Lanjutkan bacaan tentang Islam Nusantara mulai sesudah kalimat terakhirnya.

#### TEKS BACAAN

Islam
Nusantara
Heri Priyatmoko ; Alumnus Pascasarjana Sejarah, FIB, UGM
|
KORAN TEMPO, 22 Mei 2015
Sengketa
wacana soal pembacaan Al-Quran dengan langgam Jawa di Istana Negara belum
kunjung selesai. Pemerintah dituduh melakukan liberalisasi agama Islam.
Menteri Agama gesit menangkisnya. Tujuan kegiatan ini adalah menjaga dan
memelihara tradisi Nusantara dalam menyebarluaskan ajaran Islam di telatah
Indonesia. Kalau didapatkan qari (pelantun Al-Quran) yang lihai membaca
dengan langgam Melayu, Bugis, Medan, atau dengan langgam apa pun, itu
merupakan ciri Nusantara.
Indonesia
bukanlah bumi Arab yang sanggup mengadopsi dan menerima segala unsur budaya
padang pasir. Megaproyek pengislaman berjalan puluhan abad menggunakan
strategi canggih-meminjam istilah pemikir Islam terkemuka Abdul Munir
Mulkhan-dakwah kultural. Sederet wali, komunitas ulama, dan para raja
membumikan ajaran Islam memakai pendekatan kultural supaya masyarakat tidak
berontak dan menampik.
Bentangkan
arsip sejarah lokal, terbabar upaya islamisasi yang berjalan mulus dan sukses
dikerjakan oleh penguasa tradisional. Kita mulai dari istana Kasunanan
sebagai pewaris wangsa Mataram Islam yang tertua. Gagasan cerdas Paku Buwana
X memakai bahasa Jawa untuk komunikasi dalam acara khotbah di Masjid Agung
menuai sanjung-puji.
Selain
itu, Paku Buwana IV bekerja sama dengan para ulama menyusupkan petuah ajaran
Islam yang bersumber dari Al-Quran dan hadis ke dalam serat piwulang seperti
Serat Wulangreh dan Wulang Putri. Raja bersama ulama hendak menjembarkan
pengetahuan para kawula soal Islam-Jawa lewat karya sastra.

########
#### DAFTAR DATA

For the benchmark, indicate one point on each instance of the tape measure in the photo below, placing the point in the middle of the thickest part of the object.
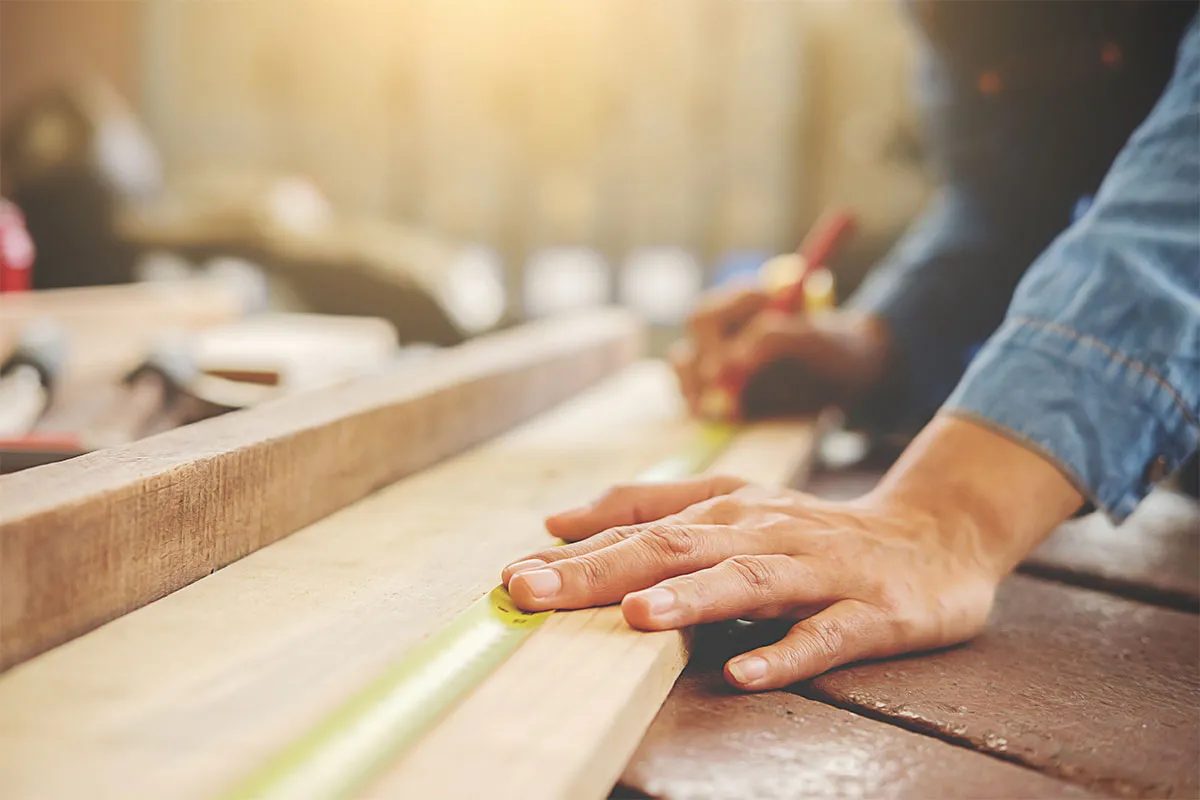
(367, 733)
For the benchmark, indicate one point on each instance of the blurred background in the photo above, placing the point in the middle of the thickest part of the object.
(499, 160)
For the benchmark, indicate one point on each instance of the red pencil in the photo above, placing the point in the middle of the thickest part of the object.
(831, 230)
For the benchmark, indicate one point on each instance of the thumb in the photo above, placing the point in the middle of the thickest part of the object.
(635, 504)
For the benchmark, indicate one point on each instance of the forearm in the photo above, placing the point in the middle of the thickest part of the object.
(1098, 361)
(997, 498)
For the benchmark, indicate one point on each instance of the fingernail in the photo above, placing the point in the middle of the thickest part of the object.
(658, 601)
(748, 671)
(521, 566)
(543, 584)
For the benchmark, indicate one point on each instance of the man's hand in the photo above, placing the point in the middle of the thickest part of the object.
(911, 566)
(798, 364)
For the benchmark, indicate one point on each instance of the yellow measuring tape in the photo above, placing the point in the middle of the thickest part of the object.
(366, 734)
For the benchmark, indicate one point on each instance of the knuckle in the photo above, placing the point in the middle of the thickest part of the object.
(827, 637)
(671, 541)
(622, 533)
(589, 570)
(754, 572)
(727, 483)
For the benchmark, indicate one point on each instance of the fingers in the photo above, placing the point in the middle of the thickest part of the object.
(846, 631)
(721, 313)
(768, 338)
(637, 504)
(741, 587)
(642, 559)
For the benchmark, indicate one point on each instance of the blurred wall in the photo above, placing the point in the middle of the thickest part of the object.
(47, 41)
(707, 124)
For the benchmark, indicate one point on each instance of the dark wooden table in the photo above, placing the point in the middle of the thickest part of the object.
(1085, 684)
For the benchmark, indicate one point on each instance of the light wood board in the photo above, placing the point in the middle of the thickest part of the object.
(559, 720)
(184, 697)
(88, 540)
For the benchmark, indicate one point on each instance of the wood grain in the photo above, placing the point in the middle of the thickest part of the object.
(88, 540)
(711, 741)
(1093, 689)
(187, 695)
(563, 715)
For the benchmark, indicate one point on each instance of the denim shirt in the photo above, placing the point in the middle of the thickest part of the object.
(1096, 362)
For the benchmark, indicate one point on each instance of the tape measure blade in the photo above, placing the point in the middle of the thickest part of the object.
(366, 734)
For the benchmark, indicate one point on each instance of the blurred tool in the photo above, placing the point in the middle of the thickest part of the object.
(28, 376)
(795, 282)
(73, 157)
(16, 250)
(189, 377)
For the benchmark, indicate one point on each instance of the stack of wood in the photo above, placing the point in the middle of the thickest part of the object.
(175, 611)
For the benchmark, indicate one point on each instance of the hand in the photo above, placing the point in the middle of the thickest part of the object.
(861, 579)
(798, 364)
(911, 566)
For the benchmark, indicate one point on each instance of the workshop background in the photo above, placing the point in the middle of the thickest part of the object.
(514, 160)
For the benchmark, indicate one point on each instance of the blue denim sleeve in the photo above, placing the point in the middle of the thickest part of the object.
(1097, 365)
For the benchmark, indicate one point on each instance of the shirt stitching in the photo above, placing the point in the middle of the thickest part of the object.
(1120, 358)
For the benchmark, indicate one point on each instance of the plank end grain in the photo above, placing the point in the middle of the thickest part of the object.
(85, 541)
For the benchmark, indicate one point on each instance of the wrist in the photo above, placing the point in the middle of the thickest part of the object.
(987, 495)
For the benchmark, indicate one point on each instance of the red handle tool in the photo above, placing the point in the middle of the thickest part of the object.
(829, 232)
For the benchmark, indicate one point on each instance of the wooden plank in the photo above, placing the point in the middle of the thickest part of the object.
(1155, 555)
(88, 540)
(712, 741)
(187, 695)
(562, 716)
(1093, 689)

########

JAWABAN TUGAS:
Hal
serupa dikerjakan oleh petinggi Keraton Kasultanan Yogyakarta. Banyak karya
sastra mengutip sejarah dan ajaran Nabi Muhammad yang digarap dalam bentuk
tembang macapat. Sebut saja Babad Muhammad, Serat Cariyos Nabi, atau Serat
Wulang Mingsiling. Karangan ini mengisahkan kehidupan Nabi Muhammad dan para
pengikutnya. Di almari istana, tersimpan Serat Mikrajan berbentuk prosa
dengan sisipan syair. Dengan melahap karya ini, masyarakat meresapi kisah
Isra' Mi'raj Nabi Muhammad naik burak.
Barisan
pengkritik pembacaan Al-Quran berlanggam Jawa penting untuk diberi tahu fakta
berharga yang termuat dalam buku Kraton Jogja (2008) ini. Istana mengoleksi
Serat Piwulang Agami berhuruf Jawa dan Serat Ambiya berhuruf Arab Pegon yang
sama-sama mengajarkan Islam melalui macapat. Fakta ini menunjukkan, koleksi
sastra keraton kental dipengaruhi ajaran Islam. Pengaruh Islam terjalin
harmonis dalam bentuk riwayat, biografi, roman, dan lainnya. Ambillah contoh,
Roman Amir Hamzah yang disadur menjadi Serat Menak diterima luas oleh rakyat
Jawa. Bahkan, sampai memunculkan jenis wayang baru, yaitu wayang gedok. Kala
Sultan Hamengku Buwono IX naik takhta pada 1940, keraton tengah didera
kesulitan. Sebagai penghibur suasana galau, raja mendorong para pujangga
menyusun teks-teks yang lebih banyak menyajikan nuansa Islam dalam wayang
menak.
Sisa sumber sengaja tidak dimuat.